= Requirement =
Search the data for the word "parked" and copy every line where it occurs.
* * * * * * *
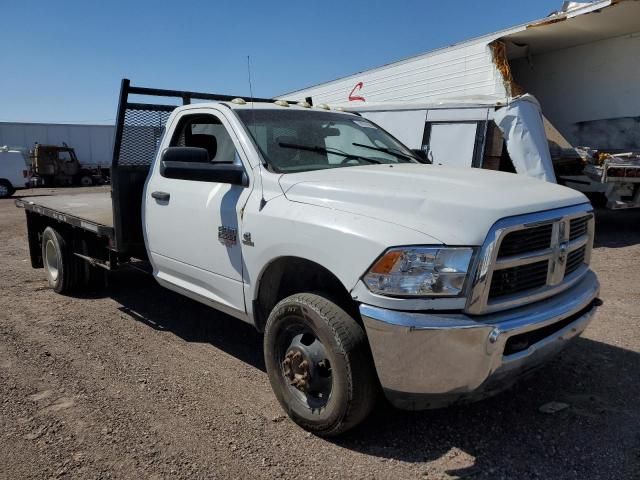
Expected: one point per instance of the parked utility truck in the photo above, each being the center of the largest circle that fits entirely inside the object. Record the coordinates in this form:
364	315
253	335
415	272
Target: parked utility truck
* * * * * * *
= Task result =
Expected: one point per instance of the parked utility truck in the photo above, each being the center of the largest circle that fits entirely inside the object. Record the coordinates in this form:
Target: parked utility truck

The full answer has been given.